Brief: Output every line of the items below without any change, and leave the pictures out.

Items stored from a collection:
* Begin *

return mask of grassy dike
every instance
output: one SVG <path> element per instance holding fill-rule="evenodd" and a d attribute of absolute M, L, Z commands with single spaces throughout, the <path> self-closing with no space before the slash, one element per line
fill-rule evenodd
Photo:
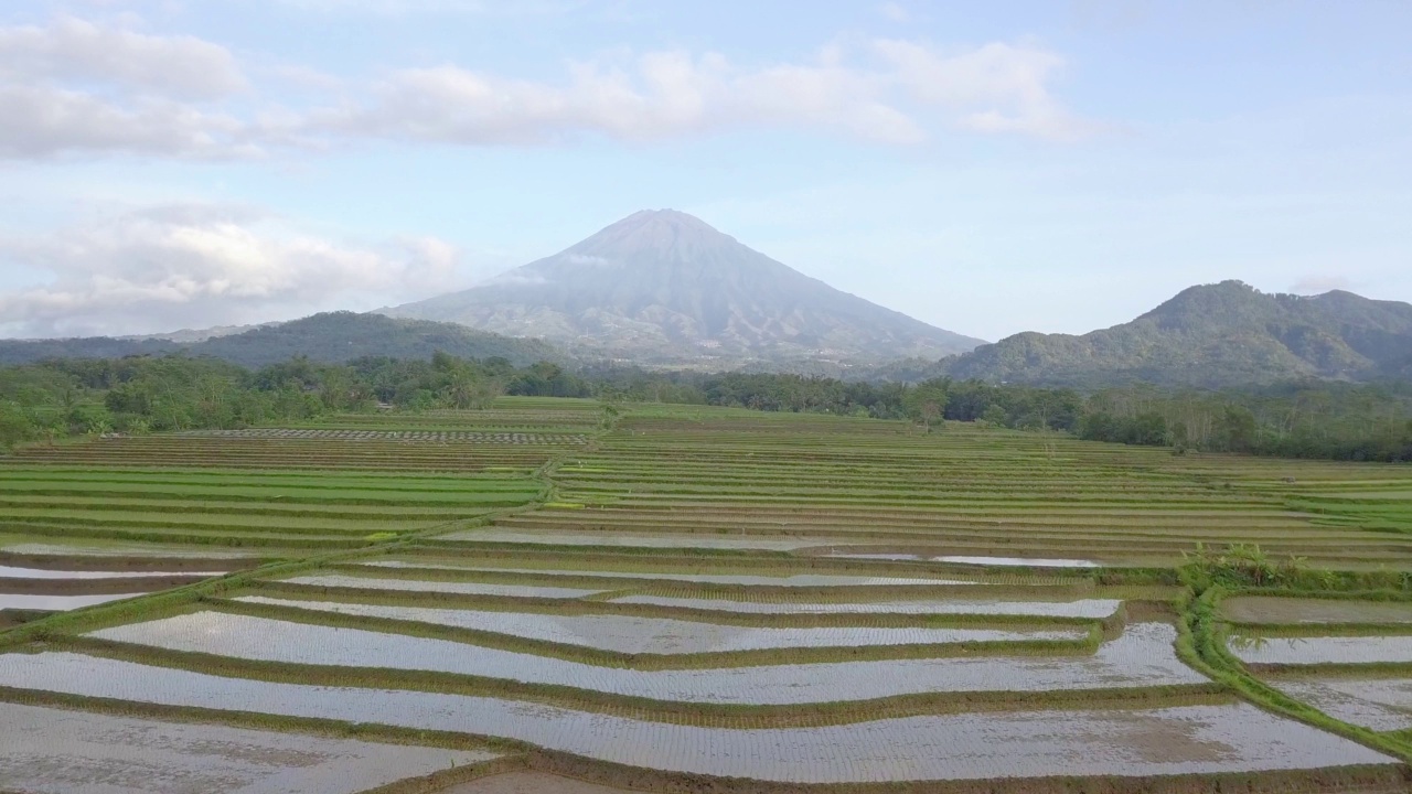
<path fill-rule="evenodd" d="M 1251 589 L 1245 588 L 1241 592 L 1250 593 Z M 1221 585 L 1210 585 L 1200 592 L 1193 589 L 1192 598 L 1187 600 L 1186 609 L 1182 612 L 1182 619 L 1178 627 L 1179 637 L 1176 650 L 1179 658 L 1210 677 L 1213 681 L 1228 687 L 1230 691 L 1238 694 L 1245 701 L 1250 701 L 1265 711 L 1296 719 L 1322 730 L 1367 745 L 1368 747 L 1398 757 L 1402 762 L 1412 762 L 1412 742 L 1406 737 L 1378 733 L 1367 728 L 1333 719 L 1322 711 L 1305 702 L 1296 701 L 1279 689 L 1265 684 L 1260 678 L 1255 678 L 1245 668 L 1245 665 L 1226 648 L 1227 632 L 1221 623 L 1219 609 L 1220 602 L 1226 598 L 1226 595 L 1227 591 Z"/>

* End *

Output:
return mask of grassy dike
every instance
output: one SVG <path> element per instance holding fill-rule="evenodd" and a d attribute of absolute M, L, Z commands with single spaces throughout, the <path> self-closing with no space before the slash, one element per line
fill-rule evenodd
Photo:
<path fill-rule="evenodd" d="M 1251 589 L 1245 588 L 1241 592 L 1250 593 Z M 1221 585 L 1210 585 L 1200 592 L 1193 589 L 1192 598 L 1187 600 L 1186 609 L 1182 612 L 1182 619 L 1178 627 L 1179 637 L 1176 650 L 1179 658 L 1210 677 L 1213 681 L 1228 687 L 1230 691 L 1238 694 L 1245 701 L 1250 701 L 1265 711 L 1296 719 L 1322 730 L 1367 745 L 1368 747 L 1398 757 L 1402 762 L 1412 762 L 1412 742 L 1406 737 L 1378 733 L 1367 728 L 1333 719 L 1322 711 L 1305 702 L 1296 701 L 1279 689 L 1265 684 L 1260 678 L 1255 678 L 1245 668 L 1245 665 L 1226 648 L 1227 632 L 1221 623 L 1219 609 L 1220 602 L 1226 598 L 1226 595 L 1227 591 Z"/>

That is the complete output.